# [DOCUMENT EXTRACT]
(begin)

Problem with __gmp_expr

Marc Glisse marc.glisse at inria.fr
Sat Jan 18 14:33:27 UTC 2014


On Sat, 18 Jan 2014, Niels Möller wrote:

> Marc Glisse <marc.glisse at inria.fr> writes:
>
>> I still believe it is too late for 5.2,
>
> Why? Are you afraid it breaks some user code, or that isn't well enough
> tested?

Not well enough tested. It probably also breaks the ABI since it changes 
the size of some objects. And it is an important enough change that I want 
time to think about it, go through gmpxx.h and consider the implications. 
And by more testing, I don't just mean: the results are correct in the 
testsuite. I also want to look at the generated code with another compiler 
and some different examples.

It isn't a regression and I am scared of rushing a patch I wrote in less 
than a minute.

> I'm afraid I don't understand the meaning of the two very small changes.

(end)

Point labeling data from photos:

(begin)

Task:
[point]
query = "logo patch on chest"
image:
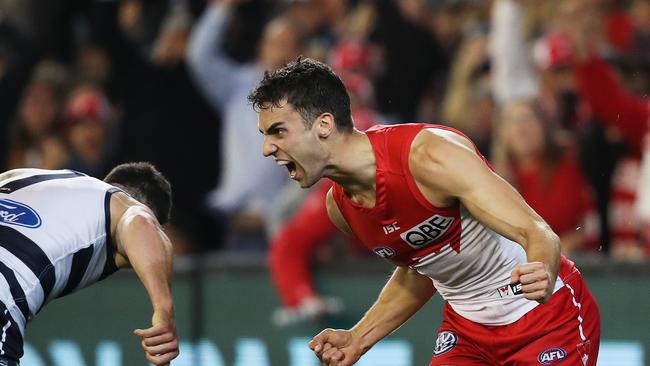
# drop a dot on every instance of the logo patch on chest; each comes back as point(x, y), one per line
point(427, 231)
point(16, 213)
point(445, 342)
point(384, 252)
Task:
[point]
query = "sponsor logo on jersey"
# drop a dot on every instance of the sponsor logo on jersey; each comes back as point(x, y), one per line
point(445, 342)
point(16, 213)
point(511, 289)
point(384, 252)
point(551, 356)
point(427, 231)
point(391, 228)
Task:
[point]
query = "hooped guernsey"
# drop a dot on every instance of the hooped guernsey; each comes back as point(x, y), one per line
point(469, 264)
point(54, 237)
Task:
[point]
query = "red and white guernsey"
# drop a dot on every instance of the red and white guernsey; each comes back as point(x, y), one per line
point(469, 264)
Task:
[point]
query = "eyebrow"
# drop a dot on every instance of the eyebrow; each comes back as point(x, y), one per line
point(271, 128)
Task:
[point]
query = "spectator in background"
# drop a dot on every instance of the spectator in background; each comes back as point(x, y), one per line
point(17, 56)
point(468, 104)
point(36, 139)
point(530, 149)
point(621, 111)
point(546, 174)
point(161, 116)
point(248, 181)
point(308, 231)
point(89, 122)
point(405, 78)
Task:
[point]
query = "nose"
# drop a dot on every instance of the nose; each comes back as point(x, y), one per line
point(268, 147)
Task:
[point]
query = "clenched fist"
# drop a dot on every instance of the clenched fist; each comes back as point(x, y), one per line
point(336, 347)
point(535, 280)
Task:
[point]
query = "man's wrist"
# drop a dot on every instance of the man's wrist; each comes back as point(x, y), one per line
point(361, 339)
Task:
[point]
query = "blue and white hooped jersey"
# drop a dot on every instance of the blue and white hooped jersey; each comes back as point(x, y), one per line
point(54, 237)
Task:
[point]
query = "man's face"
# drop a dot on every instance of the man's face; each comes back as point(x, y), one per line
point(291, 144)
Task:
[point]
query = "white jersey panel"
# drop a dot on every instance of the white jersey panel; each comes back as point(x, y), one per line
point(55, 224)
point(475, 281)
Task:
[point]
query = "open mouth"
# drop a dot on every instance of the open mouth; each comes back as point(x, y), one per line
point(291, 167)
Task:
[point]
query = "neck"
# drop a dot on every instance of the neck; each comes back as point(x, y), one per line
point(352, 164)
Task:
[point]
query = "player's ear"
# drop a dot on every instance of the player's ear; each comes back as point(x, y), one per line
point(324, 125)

(end)
(begin)

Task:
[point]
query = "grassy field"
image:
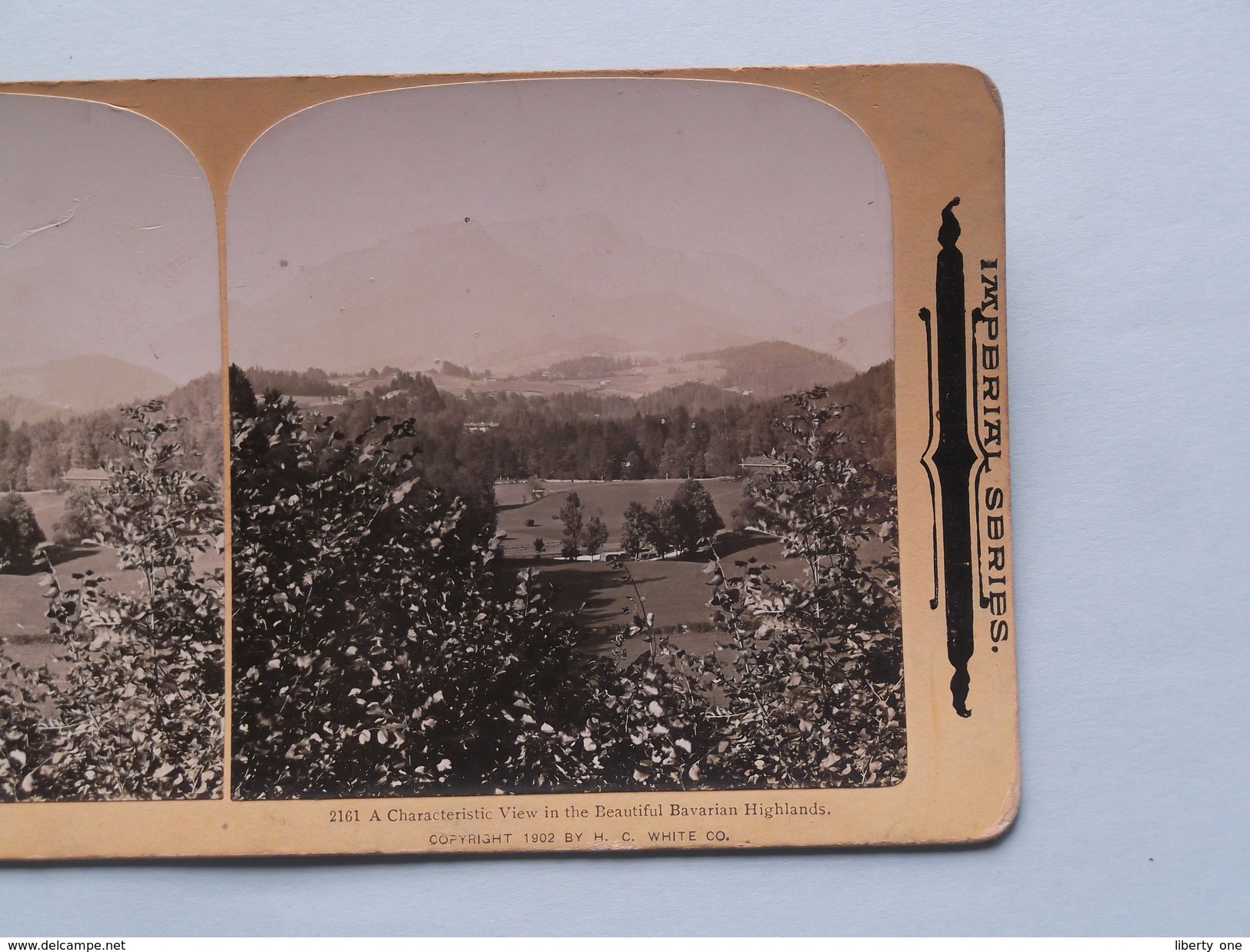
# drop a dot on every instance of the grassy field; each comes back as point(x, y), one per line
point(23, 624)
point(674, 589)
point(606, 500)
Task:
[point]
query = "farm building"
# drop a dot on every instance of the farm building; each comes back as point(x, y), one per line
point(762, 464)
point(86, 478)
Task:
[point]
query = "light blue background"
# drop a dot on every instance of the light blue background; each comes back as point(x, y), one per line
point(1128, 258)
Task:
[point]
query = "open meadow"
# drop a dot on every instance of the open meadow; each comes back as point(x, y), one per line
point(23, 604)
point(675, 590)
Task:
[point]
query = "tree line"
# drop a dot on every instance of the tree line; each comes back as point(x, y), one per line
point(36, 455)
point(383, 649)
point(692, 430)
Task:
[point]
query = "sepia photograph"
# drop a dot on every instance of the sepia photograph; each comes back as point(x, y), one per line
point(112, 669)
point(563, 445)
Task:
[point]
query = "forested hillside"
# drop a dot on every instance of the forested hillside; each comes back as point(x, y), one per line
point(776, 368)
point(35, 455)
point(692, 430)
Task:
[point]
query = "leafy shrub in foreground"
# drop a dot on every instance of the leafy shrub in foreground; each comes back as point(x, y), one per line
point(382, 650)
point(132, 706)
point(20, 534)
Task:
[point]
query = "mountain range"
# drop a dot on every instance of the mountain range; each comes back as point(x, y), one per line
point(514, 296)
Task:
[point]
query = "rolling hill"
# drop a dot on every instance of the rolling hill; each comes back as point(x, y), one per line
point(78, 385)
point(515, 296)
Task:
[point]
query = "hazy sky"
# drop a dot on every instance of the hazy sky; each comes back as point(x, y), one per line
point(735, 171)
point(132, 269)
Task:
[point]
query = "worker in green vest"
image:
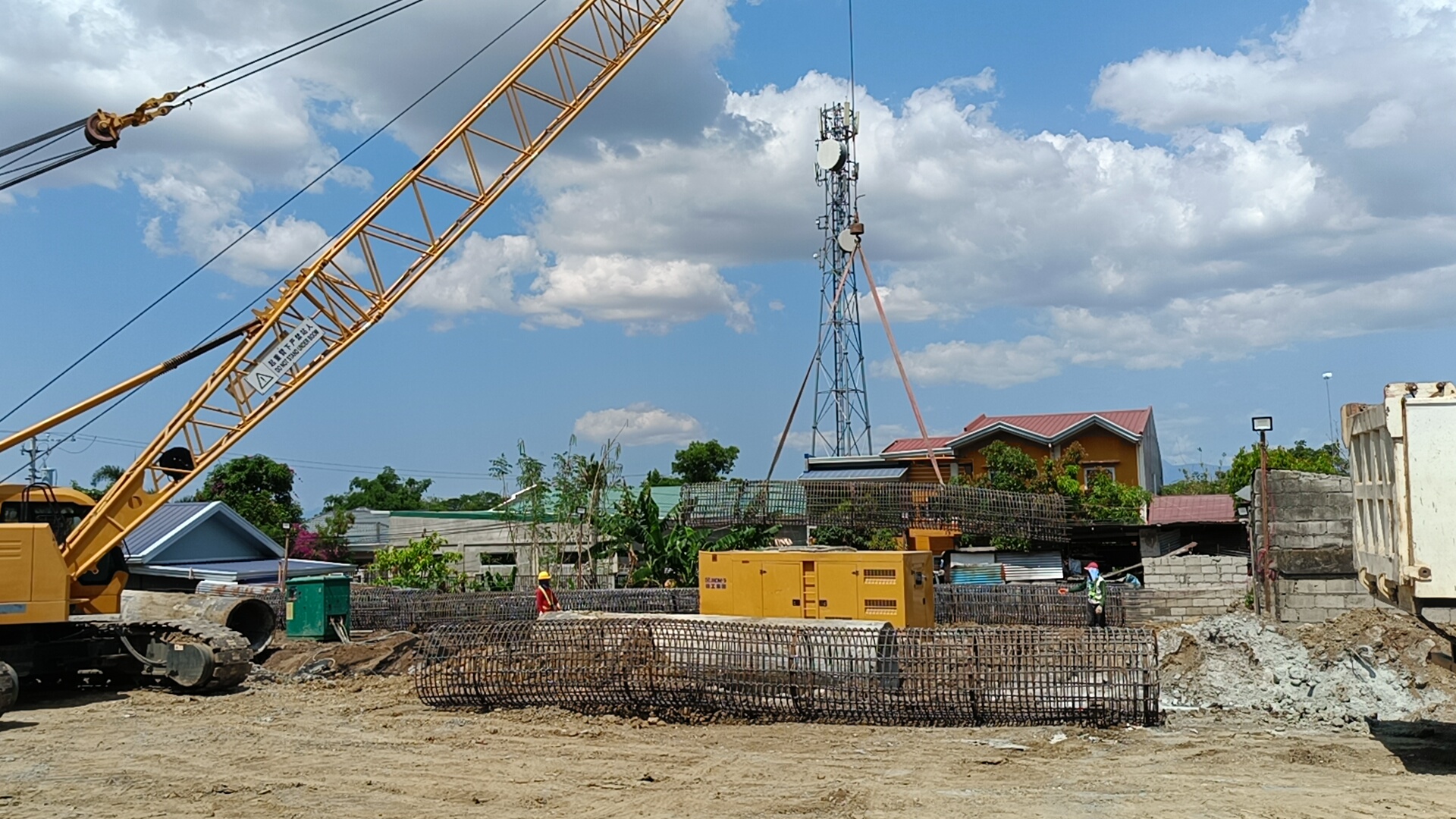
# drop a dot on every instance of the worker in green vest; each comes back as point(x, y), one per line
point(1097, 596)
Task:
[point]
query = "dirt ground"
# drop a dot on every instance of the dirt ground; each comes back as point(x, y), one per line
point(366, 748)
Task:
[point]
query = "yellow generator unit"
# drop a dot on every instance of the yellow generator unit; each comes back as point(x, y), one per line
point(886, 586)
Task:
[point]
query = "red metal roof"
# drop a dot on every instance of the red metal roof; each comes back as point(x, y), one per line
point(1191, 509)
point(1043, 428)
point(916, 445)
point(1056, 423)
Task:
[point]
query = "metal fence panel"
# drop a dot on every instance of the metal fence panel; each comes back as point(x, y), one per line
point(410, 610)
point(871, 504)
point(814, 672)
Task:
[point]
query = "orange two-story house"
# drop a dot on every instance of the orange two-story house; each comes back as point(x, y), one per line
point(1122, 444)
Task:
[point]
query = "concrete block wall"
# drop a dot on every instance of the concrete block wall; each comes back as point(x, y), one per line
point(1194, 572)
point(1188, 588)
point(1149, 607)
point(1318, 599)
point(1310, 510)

(end)

# [REQUEST 1]
Extract the passage of the mailing-list message from "Not well enough" to "than a minute.", word for word.
# [REQUEST 2]
Please extract every line of the entries that contains the word "unit".
The mailing-list message and the entries have no connection to each other.

# [FINISHED ANSWER 1]
Not well enough tested. It probably also breaks the ABI since it changes 
the size of some objects. And it is an important enough change that I want 
time to think about it, go through gmpxx.h and consider the implications. 
And by more testing, I don't just mean: the results are correct in the 
testsuite. I also want to look at the generated code with another compiler 
and some different examples.

It isn't a regression and I am scared of rushing a patch I wrote in less 
than a minute.

# [FINISHED ANSWER 2]
query = "yellow generator unit"
# drop a dot on every instance of the yellow generator unit; each comes back as point(x, y), one per line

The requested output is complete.